##### Records for the task

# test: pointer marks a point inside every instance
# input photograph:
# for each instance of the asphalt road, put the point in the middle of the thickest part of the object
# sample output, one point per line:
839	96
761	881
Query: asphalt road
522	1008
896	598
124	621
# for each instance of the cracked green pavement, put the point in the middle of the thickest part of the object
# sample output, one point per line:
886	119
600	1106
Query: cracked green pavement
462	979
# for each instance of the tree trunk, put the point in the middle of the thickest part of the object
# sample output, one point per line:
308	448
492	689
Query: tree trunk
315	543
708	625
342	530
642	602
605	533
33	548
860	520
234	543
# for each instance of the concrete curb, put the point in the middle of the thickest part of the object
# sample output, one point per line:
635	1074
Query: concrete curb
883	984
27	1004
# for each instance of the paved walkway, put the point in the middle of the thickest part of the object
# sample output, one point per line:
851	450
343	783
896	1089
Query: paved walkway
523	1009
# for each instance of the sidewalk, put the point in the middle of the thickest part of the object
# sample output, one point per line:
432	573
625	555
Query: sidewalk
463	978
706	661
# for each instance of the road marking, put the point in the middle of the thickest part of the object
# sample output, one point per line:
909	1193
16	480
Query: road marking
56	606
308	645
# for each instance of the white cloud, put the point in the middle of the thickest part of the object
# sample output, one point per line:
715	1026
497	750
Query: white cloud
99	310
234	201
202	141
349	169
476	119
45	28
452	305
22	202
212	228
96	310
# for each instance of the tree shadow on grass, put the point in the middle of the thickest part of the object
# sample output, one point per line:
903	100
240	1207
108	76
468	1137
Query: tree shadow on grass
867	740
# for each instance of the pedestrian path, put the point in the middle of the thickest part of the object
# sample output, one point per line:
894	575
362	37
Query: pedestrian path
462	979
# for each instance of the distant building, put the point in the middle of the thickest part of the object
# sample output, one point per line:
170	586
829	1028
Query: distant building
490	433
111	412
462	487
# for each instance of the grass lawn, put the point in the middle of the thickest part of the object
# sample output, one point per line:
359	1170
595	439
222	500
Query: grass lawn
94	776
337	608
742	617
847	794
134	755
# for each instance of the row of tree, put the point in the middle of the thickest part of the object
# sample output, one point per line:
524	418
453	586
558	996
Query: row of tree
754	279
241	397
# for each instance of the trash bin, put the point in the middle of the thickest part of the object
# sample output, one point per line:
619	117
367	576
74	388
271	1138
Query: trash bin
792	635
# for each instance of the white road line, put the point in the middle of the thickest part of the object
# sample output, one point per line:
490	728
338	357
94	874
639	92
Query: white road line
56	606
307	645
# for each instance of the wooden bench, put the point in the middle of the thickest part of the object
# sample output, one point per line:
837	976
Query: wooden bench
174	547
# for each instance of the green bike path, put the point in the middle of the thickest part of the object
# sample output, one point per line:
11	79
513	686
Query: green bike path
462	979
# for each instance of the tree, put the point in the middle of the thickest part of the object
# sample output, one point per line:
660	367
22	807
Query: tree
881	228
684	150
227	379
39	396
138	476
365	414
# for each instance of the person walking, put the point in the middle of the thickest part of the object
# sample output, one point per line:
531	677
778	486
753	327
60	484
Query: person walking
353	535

##########

What you are asked to do – For this exercise, all the data must be repeated exactly.

Your solution –
# test: pointer marks a point inside every instance
# input photograph:
# for each instance of the asphalt road, put the point in the middle of the thickest part of the object
# sample output, one point per line:
839	96
761	881
Query: asphalt road
522	1008
896	598
124	621
# for each instance of the cracked green pavement, put the point in the middle of the thickest part of the object
# sample output, one point per line:
886	119
600	1106
Query: cracked green pavement
462	979
# for each instance of the tree trunk, put the point in the middle of the thickest part of the object
# sample output, one point per line:
308	448
492	689
Query: tree trunk
315	543
708	625
342	530
642	602
605	533
33	548
860	520
234	543
# for each instance of the concrete curb, put the point in the middle of the thickest part of the object
# sample output, one point per line:
635	1074
Query: concrete curb
883	984
27	1004
# for each instance of the paved walkway, put the point in the middle of the thickest part of the object
# sample output, one point per line:
851	450
343	783
896	1089
Query: paved walkway
523	1009
# for each instance of the sidewalk, put the point in the middle of the thickest part of the object
# sample output, one point per line:
432	573
625	555
Query: sidewalk
463	978
706	661
# for each instance of the road marking, put the point in the middle of the thickest part of the object
# sample output, one point per line:
909	1193
16	480
Query: road marking
56	606
308	645
# for each instance of the white cloud, put the point in the middle of the thickest part of the object
# sample output, one point per line:
715	1026
497	750
Query: white cloud
99	310
234	201
202	141
349	169
476	119
45	28
452	305
22	202
212	228
96	310
# for each instance of the tree shadow on grass, put the point in the middle of the thickest part of the object
# sample output, one point per line:
903	100
240	1207
108	76
468	1137
Query: tree shadow on grass
867	740
# for each instance of the pedestrian path, put the point in the middle of the thickest part of the object
# sample output, one point per line:
894	575
362	37
Query: pedestrian path
462	979
# for each instance of the distant building, put the point in the middle of the thickest part of the object
# sample output, one point per line:
170	586
829	1028
Query: distant building
490	433
111	412
462	487
# for each instance of the grass lawn, put the point in the middle of the thickest part of the object
# sample output, one point per line:
359	1170
595	439
222	500
Query: grass lawn
94	776
337	608
742	617
847	794
134	755
# for each instance of the row of tree, put the point in the middle of the thickest part of the object
# sample output, one point per line:
524	418
453	586
558	996
Query: row of tree
754	279
241	397
# for each instance of the trash bin, put the point in the middle of the thickest part of the object
# sample output, one point per line:
619	117
367	576
74	388
271	1138
Query: trash bin
792	635
# for each instance of the white road line, put the point in the middle of the thickest part of the object
# sample output, one point per line:
490	728
338	357
94	874
639	92
Query: white road line
56	606
307	645
# for each instance of the wooden bench, put the point in the middle of the thickest part of the object
# sample output, one point per line:
837	976
Query: wooden bench
174	547
# for each instance of the green bike path, put the point in the middle of the thickest part of the object
# sample output, one point per line:
11	79
513	686
Query: green bike path
462	979
# for each instance of the tree, put the point in the middle of the thickest part of the object
# sample output, one point per line:
660	367
22	807
Query: tree
881	228
684	150
227	379
39	396
138	476
365	414
# for each instance of the person walking, put the point in the middle of the thickest part of the object
# sample output, one point per line:
531	677
778	486
753	327
60	484
Query: person walking
353	535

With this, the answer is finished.